▶ **Document section**

—————

# How to handle skates/rays



## vbengr01 (Apr 2, 2005)

What is the best way to release and handle a ray? I usually cut the line, but there is got to be a better way. Advice is appreciated.....


----------



## sand flea (Oct 24, 1999)

There's only one safe way to pick a ray up--stick your fingers in the two small holes on top of his head (sphericles) and lift carefully. Just watch the stinger.


----------



## Green Cart (May 14, 2002)

*Very Careful*

I put my shoe on the ray/skate before taking the hook out with plier. Like Sand Flea said, watch out for the tail. I don't stomp on the ray/skate. I just put enough foot pressure to keep the ray/skate from flopping around. I don't have enough nerve to put my fingers in the two holes. Maybe I should learn to do that because it is awful hard to flip the ray/skate over to get to its mouth.  I don't like the idea of flipping it over with my shoe because that is asking for trouble. Yeah! You got it right. I am afraid of the ray/skate.


----------



## Railroader (Apr 13, 2005)

I clip the stinger first, and then do as Sandflea said...Finger the holes...


----------



## Cdog (Mar 18, 2002)

Railroader said:


> I clip the stinger first, and then do as Sandflea said...Finger the holes...


RR. I would not suggest clipping the stinger. That is their defensive weapon and its not their fault you caught them. Granted down there you get real sting rays where they can reach out and touch you. In MD, the majority I believe are cownose where the stingers are close to the body. Simply flipping them over and recovering your hook is rather easy. On a real sting ray, I will often cut the leader rather than chance a misshap.


----------



## vbengr01 (Apr 2, 2005)

Thanks all for your replies.


----------



## fyremanjef (Feb 17, 2005)

*What I do*

I usually flip them over with my needle nose pliers, gently hold them in place with my shoe and pop out the circle hook. (these are easier to remove, as long as the skates dont swallow them). then I pick the skate up by the pliers and toss em back in. 

I began doing this after I lost the skin on the back of my hand from rubbing against the rough spines/skin of a skate. I was watching for the tail, but the rough skin got me.

I have not had the pleasure of hooking up with MR. Cow Nose Ray yet. (notice the respect that I show for it?).


----------



## Lipyourown (May 11, 2005)

Small skates, just flip em over holding the line, step on tail (with shoes) and use pliers to remove. Grab tail with pliers and release.

Rays (under say 40#s) haul up on beach (if you are prepared you have a heavy shock leader to do so). Flip with oar, big stick etc. Step on tail, use pliers to get hook out and jimmy back in water with oar/stick/rod butt. If you hook one from a boat, reel to side of boat leaving most of the fish in the water and wrench hook out with pliers. My neighbor is daring. He flips em, removes hook then grabs nose and the very tip of the tail and walks it down to water...he uses braid.

Big skates, say over 15#, use extreme caution but the same procedure as above...flip with rod butt...

If you are on a pier use the drop nets and follow above procedures if the fish is say over 15#s.


----------



## Lipyourown (May 11, 2005)

—————

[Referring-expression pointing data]
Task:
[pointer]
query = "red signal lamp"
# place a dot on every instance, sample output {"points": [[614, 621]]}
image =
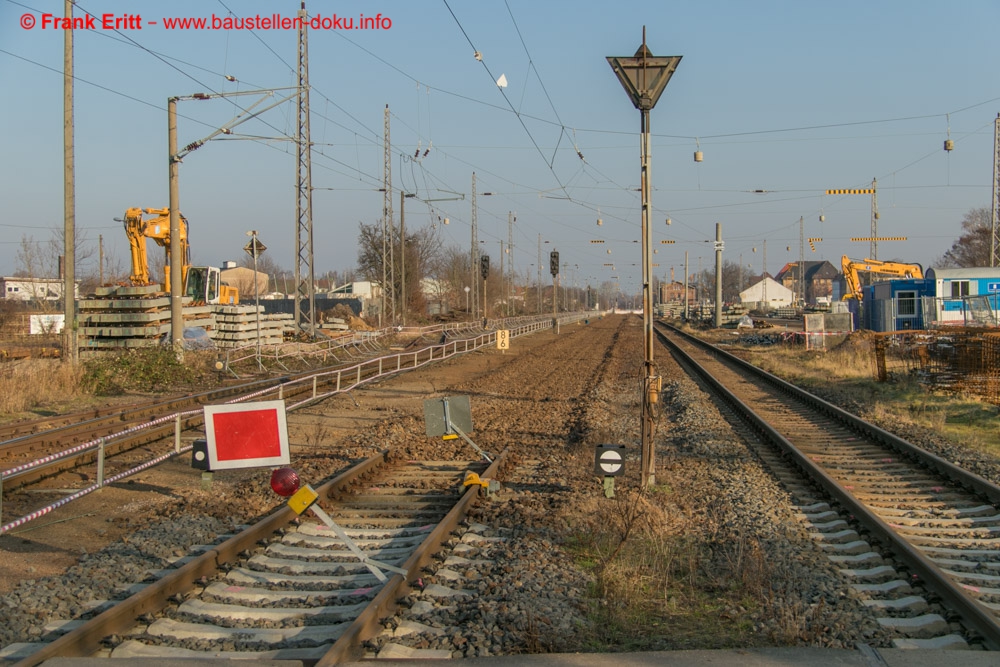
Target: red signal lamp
{"points": [[285, 482]]}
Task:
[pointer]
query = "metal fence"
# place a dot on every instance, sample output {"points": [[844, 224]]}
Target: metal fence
{"points": [[961, 359], [318, 386]]}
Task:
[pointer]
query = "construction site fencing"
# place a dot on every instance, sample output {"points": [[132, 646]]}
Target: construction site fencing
{"points": [[960, 359], [318, 386]]}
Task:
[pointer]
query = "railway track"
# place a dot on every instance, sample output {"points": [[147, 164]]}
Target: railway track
{"points": [[45, 448], [305, 595], [916, 535]]}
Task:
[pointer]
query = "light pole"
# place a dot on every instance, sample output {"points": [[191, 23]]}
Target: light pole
{"points": [[644, 78]]}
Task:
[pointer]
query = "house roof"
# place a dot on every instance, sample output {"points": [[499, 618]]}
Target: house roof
{"points": [[814, 270]]}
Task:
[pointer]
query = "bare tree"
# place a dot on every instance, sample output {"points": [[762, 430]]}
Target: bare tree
{"points": [[422, 248], [32, 261], [974, 246]]}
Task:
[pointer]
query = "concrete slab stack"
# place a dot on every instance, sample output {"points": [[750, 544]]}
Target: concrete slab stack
{"points": [[236, 326], [130, 317]]}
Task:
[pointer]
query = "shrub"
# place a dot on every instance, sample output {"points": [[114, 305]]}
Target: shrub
{"points": [[143, 370]]}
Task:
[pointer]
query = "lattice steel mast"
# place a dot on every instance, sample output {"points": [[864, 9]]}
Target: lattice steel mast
{"points": [[474, 254], [304, 273], [388, 228], [995, 240]]}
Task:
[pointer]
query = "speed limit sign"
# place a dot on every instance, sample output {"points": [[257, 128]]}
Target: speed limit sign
{"points": [[609, 460]]}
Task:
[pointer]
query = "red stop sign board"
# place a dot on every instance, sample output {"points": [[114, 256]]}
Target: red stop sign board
{"points": [[246, 435]]}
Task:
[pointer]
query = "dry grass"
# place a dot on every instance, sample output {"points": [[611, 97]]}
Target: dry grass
{"points": [[31, 384], [847, 373], [663, 580]]}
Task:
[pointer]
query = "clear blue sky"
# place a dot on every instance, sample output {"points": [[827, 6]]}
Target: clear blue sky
{"points": [[789, 97]]}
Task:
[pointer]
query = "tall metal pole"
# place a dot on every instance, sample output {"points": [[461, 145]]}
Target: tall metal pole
{"points": [[539, 283], [305, 284], [994, 238], [388, 226], [802, 260], [69, 197], [718, 274], [402, 258], [176, 258], [874, 241], [686, 297], [510, 261], [648, 474], [256, 293], [474, 252]]}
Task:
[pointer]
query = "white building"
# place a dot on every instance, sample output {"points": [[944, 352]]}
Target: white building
{"points": [[25, 289], [766, 295]]}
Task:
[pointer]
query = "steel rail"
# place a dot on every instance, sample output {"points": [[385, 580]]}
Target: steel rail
{"points": [[86, 639], [366, 625], [973, 614]]}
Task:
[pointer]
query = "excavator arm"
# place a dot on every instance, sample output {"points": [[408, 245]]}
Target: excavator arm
{"points": [[852, 267], [138, 229]]}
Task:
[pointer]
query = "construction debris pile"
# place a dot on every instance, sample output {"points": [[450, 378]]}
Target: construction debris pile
{"points": [[959, 359]]}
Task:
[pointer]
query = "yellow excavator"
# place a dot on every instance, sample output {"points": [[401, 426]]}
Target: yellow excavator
{"points": [[201, 283], [852, 267]]}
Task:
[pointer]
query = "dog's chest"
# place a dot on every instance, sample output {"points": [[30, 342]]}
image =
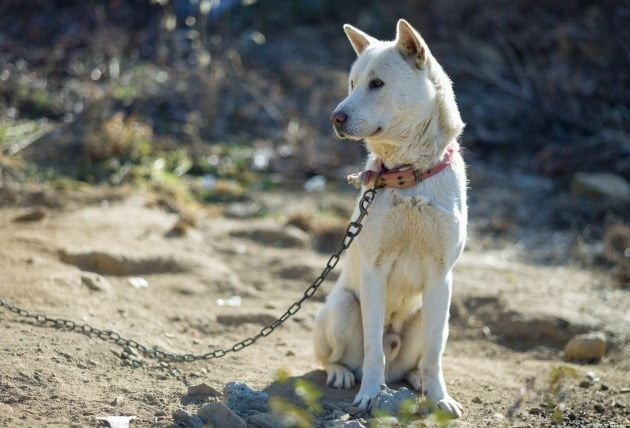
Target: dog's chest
{"points": [[407, 230]]}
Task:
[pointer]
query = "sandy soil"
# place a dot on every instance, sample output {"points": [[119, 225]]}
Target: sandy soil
{"points": [[509, 322]]}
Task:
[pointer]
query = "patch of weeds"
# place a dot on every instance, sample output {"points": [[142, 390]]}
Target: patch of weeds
{"points": [[290, 414]]}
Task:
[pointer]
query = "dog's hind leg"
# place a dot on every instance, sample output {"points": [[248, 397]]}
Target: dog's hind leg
{"points": [[338, 338], [435, 302]]}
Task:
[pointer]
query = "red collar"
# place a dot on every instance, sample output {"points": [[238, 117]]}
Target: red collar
{"points": [[402, 176]]}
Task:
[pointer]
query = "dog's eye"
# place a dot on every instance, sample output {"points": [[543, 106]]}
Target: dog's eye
{"points": [[376, 83]]}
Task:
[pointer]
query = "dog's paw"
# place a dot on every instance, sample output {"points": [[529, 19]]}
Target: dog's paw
{"points": [[339, 376], [364, 399], [448, 405], [414, 378]]}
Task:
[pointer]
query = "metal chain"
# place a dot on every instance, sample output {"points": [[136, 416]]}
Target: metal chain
{"points": [[352, 231]]}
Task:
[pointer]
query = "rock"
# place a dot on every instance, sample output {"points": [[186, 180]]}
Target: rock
{"points": [[388, 400], [203, 389], [591, 376], [246, 318], [243, 400], [243, 209], [263, 420], [113, 263], [34, 214], [117, 421], [286, 237], [117, 401], [183, 419], [95, 282], [585, 347], [601, 185], [218, 415], [353, 424]]}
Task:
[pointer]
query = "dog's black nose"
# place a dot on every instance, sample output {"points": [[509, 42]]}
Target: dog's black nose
{"points": [[338, 118]]}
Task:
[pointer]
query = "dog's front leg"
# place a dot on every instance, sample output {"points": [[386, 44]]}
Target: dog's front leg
{"points": [[436, 300], [372, 300]]}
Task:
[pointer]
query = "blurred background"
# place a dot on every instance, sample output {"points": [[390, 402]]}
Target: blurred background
{"points": [[215, 101]]}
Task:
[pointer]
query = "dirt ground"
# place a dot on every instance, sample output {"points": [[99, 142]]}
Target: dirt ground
{"points": [[509, 319]]}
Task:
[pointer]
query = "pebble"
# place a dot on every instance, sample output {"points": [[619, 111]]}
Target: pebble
{"points": [[354, 424], [243, 400], [601, 185], [95, 282], [218, 415], [184, 419], [389, 400], [585, 347], [34, 214], [592, 376], [203, 389]]}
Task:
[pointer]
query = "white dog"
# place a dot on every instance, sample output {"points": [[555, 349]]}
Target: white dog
{"points": [[386, 320]]}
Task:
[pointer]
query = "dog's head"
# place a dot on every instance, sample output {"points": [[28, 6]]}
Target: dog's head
{"points": [[396, 90]]}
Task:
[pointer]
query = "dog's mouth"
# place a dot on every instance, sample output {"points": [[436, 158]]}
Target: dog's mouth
{"points": [[378, 131], [342, 134]]}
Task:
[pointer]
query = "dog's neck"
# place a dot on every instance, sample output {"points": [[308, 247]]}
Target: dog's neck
{"points": [[423, 148]]}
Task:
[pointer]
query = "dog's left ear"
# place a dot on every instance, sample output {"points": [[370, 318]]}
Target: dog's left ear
{"points": [[411, 44]]}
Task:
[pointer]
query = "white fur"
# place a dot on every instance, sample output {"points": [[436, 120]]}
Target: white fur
{"points": [[386, 320]]}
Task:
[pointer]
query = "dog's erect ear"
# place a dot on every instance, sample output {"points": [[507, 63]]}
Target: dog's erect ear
{"points": [[358, 39], [410, 43]]}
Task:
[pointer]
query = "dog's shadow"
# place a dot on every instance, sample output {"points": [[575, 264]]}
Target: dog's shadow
{"points": [[330, 399]]}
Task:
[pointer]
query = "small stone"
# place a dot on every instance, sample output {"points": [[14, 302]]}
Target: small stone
{"points": [[243, 209], [601, 185], [138, 282], [218, 415], [116, 421], [184, 419], [117, 401], [34, 214], [355, 424], [592, 376], [388, 401], [243, 400], [585, 347], [203, 389], [352, 410], [95, 282]]}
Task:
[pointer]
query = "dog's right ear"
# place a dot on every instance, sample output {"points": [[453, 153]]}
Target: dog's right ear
{"points": [[358, 39]]}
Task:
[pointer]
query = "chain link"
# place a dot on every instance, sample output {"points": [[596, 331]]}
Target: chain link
{"points": [[352, 231]]}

—————

▶ **Activity 1**
In the thread on handling skates and rays, swap "cut the line" for "snip the line" and write out the passage from "# How to handle" to "Advice is appreciated.....".
▶ **Activity 2**
According to the thread on handling skates and rays, are the following statements correct? (a) Cdog believes most rays in MD are cownose rays. (b) Green Cart lifts rays by putting fingers in the two holes on the head. (c) fyremanjef has already hooked a cownose ray.
The records are not required for any of this work.

▶ **Problem solution 1**
# How to handle skates/rays



## vbengr01 (Apr 2, 2005)

What is the best way to release and handle a ray? I usually snip the line, but there is got to be a better way. Advice is appreciated.....

▶ **Problem solution 2**
(a) Yes: "In MD, the majority I believe are cownose where the stingers are close to the body."
(b) No: "I don't have enough nerve to put my fingers in the two holes."
(c) No: "I have not had the pleasure of hooking up with MR. Cow Nose Ray yet."